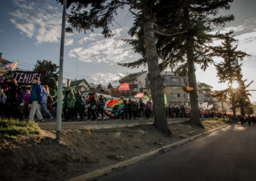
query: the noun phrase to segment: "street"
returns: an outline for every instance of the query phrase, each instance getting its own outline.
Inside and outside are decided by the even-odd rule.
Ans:
[[[256,180],[256,126],[228,126],[98,180]]]

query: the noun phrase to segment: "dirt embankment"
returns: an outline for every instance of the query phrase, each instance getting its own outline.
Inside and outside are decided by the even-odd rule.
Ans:
[[[166,137],[151,126],[97,131],[64,129],[61,143],[54,130],[40,135],[1,140],[1,180],[63,180],[159,148],[226,124],[204,121],[205,129],[189,123],[169,126]]]

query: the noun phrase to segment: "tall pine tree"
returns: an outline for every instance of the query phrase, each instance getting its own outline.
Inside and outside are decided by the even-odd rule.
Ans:
[[[166,1],[162,3],[164,1]],[[159,66],[161,69],[176,68],[179,74],[188,76],[189,86],[192,90],[189,91],[191,121],[202,126],[195,64],[205,70],[209,64],[213,62],[214,49],[209,45],[220,35],[211,32],[215,25],[224,25],[234,19],[232,15],[217,16],[220,10],[228,10],[233,0],[169,1],[172,3],[156,7],[158,13],[156,15],[154,33],[157,53],[162,61]],[[147,55],[142,43],[144,34],[140,25],[140,19],[137,18],[130,33],[138,38],[126,41],[143,58],[134,62],[120,64],[122,66],[132,68],[146,62]]]
[[[223,36],[222,45],[215,47],[215,55],[221,57],[223,61],[215,65],[217,75],[220,83],[227,83],[228,88],[219,91],[220,95],[225,98],[230,97],[234,101],[233,105],[236,108],[240,108],[242,115],[245,114],[245,108],[250,106],[249,96],[250,94],[248,87],[252,83],[246,85],[246,80],[243,80],[242,63],[241,61],[249,55],[240,50],[237,50],[237,45],[235,45],[237,40],[234,38],[233,32],[225,33]],[[233,83],[237,83],[239,87],[233,89]]]
[[[57,1],[63,3],[63,0]],[[156,46],[154,22],[156,14],[159,13],[157,8],[173,3],[172,2],[173,1],[166,0],[69,0],[67,1],[68,7],[72,6],[70,14],[68,15],[68,22],[79,31],[86,32],[88,30],[93,31],[95,29],[102,28],[102,33],[105,38],[111,37],[109,25],[114,20],[114,16],[116,15],[118,9],[127,8],[140,20],[140,26],[143,29],[144,38],[145,57],[144,61],[148,66],[148,80],[154,102],[153,110],[155,115],[154,126],[166,134],[171,134],[171,131],[168,127],[165,116],[163,87]],[[167,8],[165,10],[170,12],[170,10]]]

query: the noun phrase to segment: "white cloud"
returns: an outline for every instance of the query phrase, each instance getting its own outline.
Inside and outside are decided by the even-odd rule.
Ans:
[[[113,38],[97,41],[86,47],[74,48],[69,52],[68,55],[86,62],[111,64],[124,61],[126,57],[132,55],[132,51],[131,47],[127,47],[122,40],[116,39],[121,36],[120,31],[113,31],[116,33],[116,35]],[[83,43],[89,40],[94,40],[94,37],[96,36],[94,34],[91,34],[79,42]]]
[[[61,36],[61,13],[56,11],[51,1],[14,0],[19,8],[11,12],[11,22],[36,44],[58,42]]]
[[[111,83],[112,85],[117,85],[114,84],[115,84],[115,83],[118,83],[117,81],[124,75],[125,74],[122,73],[95,73],[92,75],[90,76],[92,78],[97,80],[97,83],[107,85],[109,83]]]
[[[65,46],[69,46],[73,45],[73,38],[67,38],[65,40]]]
[[[78,43],[79,45],[83,45],[84,44],[87,40],[97,40],[96,38],[92,38],[92,37],[84,37],[81,40],[78,41]]]

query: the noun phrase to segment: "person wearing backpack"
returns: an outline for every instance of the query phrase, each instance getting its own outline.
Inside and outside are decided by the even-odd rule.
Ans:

##############################

■ What to produce ■
Rewrite all the records with "even-odd rule" changed to "nonzero winding rule" and everything else kept the same. Omit the pictures.

■ Reply to the task ■
query: the noun phrase to segment: "street"
returns: an outline for every instance of the query phrase, each instance getting its own outline.
Inside and outside are decided by the nonzero winding rule.
Ans:
[[[256,180],[256,126],[228,126],[98,180]]]

query: the noun phrase to segment: "dirt embankment"
returns: an outline for every instance of the query phrase, each instance getting its own outline.
Inside and outside are decided by the nonzero winding rule.
Ans:
[[[166,137],[151,126],[97,131],[64,129],[61,143],[54,130],[40,135],[1,140],[1,180],[63,180],[159,148],[226,124],[204,121],[205,129],[189,123],[169,126]]]

query: the noun phrase to segment: "tall pine tree"
returns: an outline for every instance of the query phrase, each instance getting its own outline.
Inside and outside are decided by the nonzero winding rule.
Ans:
[[[166,1],[162,3],[164,1]],[[159,66],[161,69],[176,68],[179,74],[188,76],[189,86],[192,90],[189,91],[191,121],[202,126],[195,64],[205,70],[209,64],[213,62],[214,49],[209,45],[220,35],[211,32],[215,25],[224,25],[234,19],[232,15],[217,16],[220,10],[228,10],[233,0],[169,1],[172,3],[156,7],[158,13],[156,15],[154,33],[157,53],[162,61]],[[147,55],[142,43],[144,34],[140,25],[140,19],[137,18],[130,33],[138,38],[126,41],[143,58],[134,62],[120,64],[122,66],[132,68],[146,62]]]
[[[223,36],[222,45],[215,47],[215,55],[221,57],[223,61],[215,65],[217,75],[220,83],[227,83],[228,88],[219,91],[220,95],[225,98],[230,97],[234,101],[233,105],[236,108],[240,108],[242,115],[245,114],[245,108],[250,106],[249,96],[250,94],[248,87],[252,83],[246,85],[246,80],[243,80],[242,63],[241,61],[249,55],[240,50],[237,50],[237,45],[235,45],[237,40],[234,38],[233,32],[225,33]],[[233,83],[237,83],[239,87],[233,89]]]
[[[57,1],[63,3],[63,0]],[[156,46],[154,22],[156,14],[159,13],[157,8],[173,3],[172,2],[173,1],[166,0],[69,0],[67,1],[68,7],[72,6],[70,14],[68,15],[68,22],[79,31],[86,32],[88,30],[93,31],[95,29],[102,28],[102,33],[105,38],[111,37],[109,25],[114,20],[114,16],[116,15],[118,9],[127,8],[140,20],[140,26],[143,29],[144,38],[145,57],[144,61],[148,66],[148,80],[154,102],[153,110],[155,115],[154,126],[166,134],[171,134],[171,131],[168,127],[165,116],[163,87]],[[167,8],[165,10],[170,12],[170,10]]]

query: the noun phrase to segment: "white cloud"
returns: an outline for every instance of the query phrase, each instance getting its own outline.
Inside and outside are decided by the nonzero winding rule.
Ans:
[[[113,38],[97,41],[86,47],[74,48],[69,52],[68,55],[86,62],[111,64],[124,61],[126,57],[132,55],[132,51],[131,47],[127,47],[122,40],[116,39],[121,36],[120,31],[113,31],[116,33],[116,35]],[[83,43],[89,40],[94,40],[94,37],[96,36],[94,34],[91,34],[79,42]]]
[[[61,36],[61,13],[56,11],[51,1],[14,0],[19,8],[11,12],[11,22],[36,44],[58,42]]]
[[[111,83],[112,85],[117,85],[114,84],[115,84],[115,83],[118,83],[117,81],[124,75],[125,74],[122,73],[95,73],[92,75],[90,76],[92,78],[97,80],[97,83],[107,85],[109,83]]]
[[[65,46],[69,46],[73,45],[73,38],[67,38],[65,40]]]
[[[78,43],[79,45],[83,45],[84,44],[87,40],[97,40],[96,38],[92,38],[92,37],[84,37],[81,40],[78,41]]]

query: the noun phrase to segment: "person wearing backpack"
returns: an outline for every instance of the query phrase, each instance getting its own outline.
Inside and outside are decided by the nonzero winding rule.
Ans:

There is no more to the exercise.